§ **EXERCISE REQUIREMENTS**
Please repeat every entry, keeping each one exactly the same.

Natural-language object grounding data
----

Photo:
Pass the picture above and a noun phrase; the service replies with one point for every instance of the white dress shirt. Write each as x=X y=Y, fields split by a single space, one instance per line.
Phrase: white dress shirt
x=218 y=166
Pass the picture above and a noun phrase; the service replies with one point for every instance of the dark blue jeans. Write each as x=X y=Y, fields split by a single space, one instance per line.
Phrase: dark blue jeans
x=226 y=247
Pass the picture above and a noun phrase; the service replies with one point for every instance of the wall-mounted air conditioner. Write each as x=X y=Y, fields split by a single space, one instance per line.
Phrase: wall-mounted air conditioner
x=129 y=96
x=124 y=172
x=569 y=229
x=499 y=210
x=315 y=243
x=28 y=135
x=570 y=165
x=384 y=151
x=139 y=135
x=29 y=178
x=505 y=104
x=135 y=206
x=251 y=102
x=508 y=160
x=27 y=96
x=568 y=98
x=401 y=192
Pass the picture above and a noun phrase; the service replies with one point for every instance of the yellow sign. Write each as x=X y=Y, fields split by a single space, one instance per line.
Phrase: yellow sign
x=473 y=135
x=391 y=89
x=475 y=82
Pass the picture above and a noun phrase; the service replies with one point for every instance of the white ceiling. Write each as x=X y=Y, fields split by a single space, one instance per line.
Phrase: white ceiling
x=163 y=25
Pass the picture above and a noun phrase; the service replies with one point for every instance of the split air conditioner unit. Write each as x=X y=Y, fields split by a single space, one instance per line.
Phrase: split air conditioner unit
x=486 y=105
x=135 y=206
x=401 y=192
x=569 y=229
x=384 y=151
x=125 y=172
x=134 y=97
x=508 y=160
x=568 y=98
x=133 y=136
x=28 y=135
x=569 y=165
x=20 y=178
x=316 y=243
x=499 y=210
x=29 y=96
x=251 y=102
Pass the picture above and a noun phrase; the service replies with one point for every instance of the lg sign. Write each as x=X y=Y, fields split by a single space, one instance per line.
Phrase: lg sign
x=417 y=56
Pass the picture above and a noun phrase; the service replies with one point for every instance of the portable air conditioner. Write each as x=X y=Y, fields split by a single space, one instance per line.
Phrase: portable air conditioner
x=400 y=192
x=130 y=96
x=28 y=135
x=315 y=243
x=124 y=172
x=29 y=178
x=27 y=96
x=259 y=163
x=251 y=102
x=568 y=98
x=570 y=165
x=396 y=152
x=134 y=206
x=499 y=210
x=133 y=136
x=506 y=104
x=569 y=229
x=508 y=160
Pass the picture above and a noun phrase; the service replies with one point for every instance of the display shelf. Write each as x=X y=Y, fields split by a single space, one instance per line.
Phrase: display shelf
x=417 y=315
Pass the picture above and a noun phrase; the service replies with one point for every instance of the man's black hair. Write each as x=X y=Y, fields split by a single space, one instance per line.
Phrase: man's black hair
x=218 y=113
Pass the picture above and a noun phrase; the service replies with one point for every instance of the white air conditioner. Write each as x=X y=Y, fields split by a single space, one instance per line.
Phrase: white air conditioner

----

§ **EXPECTED ANSWER**
Photo:
Pass the picture above and a noun phrase; the service replies with one point for every instance of the white dress shirt. Write each as x=X y=Y, fields split by a single space, one instance per line.
Phrase: white dress shirt
x=218 y=166
Pass the picture above and a noun phrase; the service replies with one point for every instance of the dark blue jeans. Write each as x=X y=Y, fields split by a single space, one instance per line.
Phrase: dark blue jeans
x=226 y=247
Pass the picture above and a noun phrase; the service replies with one point for every instance of the wall-mounted air conditioner. Write each as x=X y=Y, fields split by a single space, one instance per line.
Phrase: wall-mounted air conditioner
x=129 y=96
x=124 y=172
x=569 y=229
x=499 y=210
x=315 y=243
x=28 y=135
x=570 y=165
x=384 y=151
x=139 y=135
x=29 y=178
x=505 y=104
x=135 y=206
x=251 y=102
x=508 y=160
x=27 y=96
x=568 y=98
x=401 y=192
Pass the picture above and a noun phrase; the service replies with one point for every instance of the yellow sign. Write each as x=X y=Y, fields split by a single space, one instance per line.
Phrase: yellow sign
x=473 y=135
x=391 y=89
x=475 y=82
Pass the picture above and a noun phrase; the service replies with one point for every instance of the white ceiling. Write each as x=X y=Y, fields split by a single space, one instance per line.
Phrase: white ceiling
x=163 y=25
Pass the picture above and a noun phrase; the service replies with one point for every instance of the split air conditioner unit. Write each as x=X y=Y, fields split by a single space, one instance per line.
Phrase: split air conditioner unit
x=486 y=105
x=135 y=206
x=401 y=192
x=569 y=229
x=384 y=151
x=125 y=172
x=134 y=97
x=508 y=160
x=568 y=98
x=133 y=136
x=28 y=135
x=569 y=165
x=20 y=178
x=316 y=243
x=499 y=210
x=29 y=96
x=251 y=102
Pass the picture above and a noun phrase; the service replies with one point for every instance of the lg sign. Write each as x=X y=Y, fields split by a single space, one instance per line.
Phrase: lg sign
x=417 y=56
Pass the picture above and a noun phrase; the service replies with one point for every instance of the portable air conditioner. Write each as x=X y=Y, fields split by a single space, one instance per line.
Phrase: portable air conditioner
x=400 y=192
x=130 y=96
x=28 y=135
x=315 y=243
x=124 y=172
x=29 y=178
x=27 y=96
x=259 y=163
x=251 y=102
x=568 y=98
x=570 y=165
x=396 y=152
x=134 y=206
x=499 y=210
x=133 y=136
x=506 y=104
x=569 y=229
x=508 y=160
Pass the picture above and a noun phrase; the service replies with one point for every instance of the display shelf. Write each as x=X y=Y, fields split by a single space, one instance per line.
Phrase: display shelf
x=417 y=315
Pass the picture above and a noun phrase; the service replies with one point for every instance of the man's black hair. Write each as x=X y=Y, fields split by a single space, one instance per line.
Phrase: man's black hair
x=218 y=113
Pass the picture above and a noun phrase; the service replies with one point for every instance of the white air conditioner. Write each as x=X y=Y, fields split by a single space, one instance per line.
Phrase: white air conditioner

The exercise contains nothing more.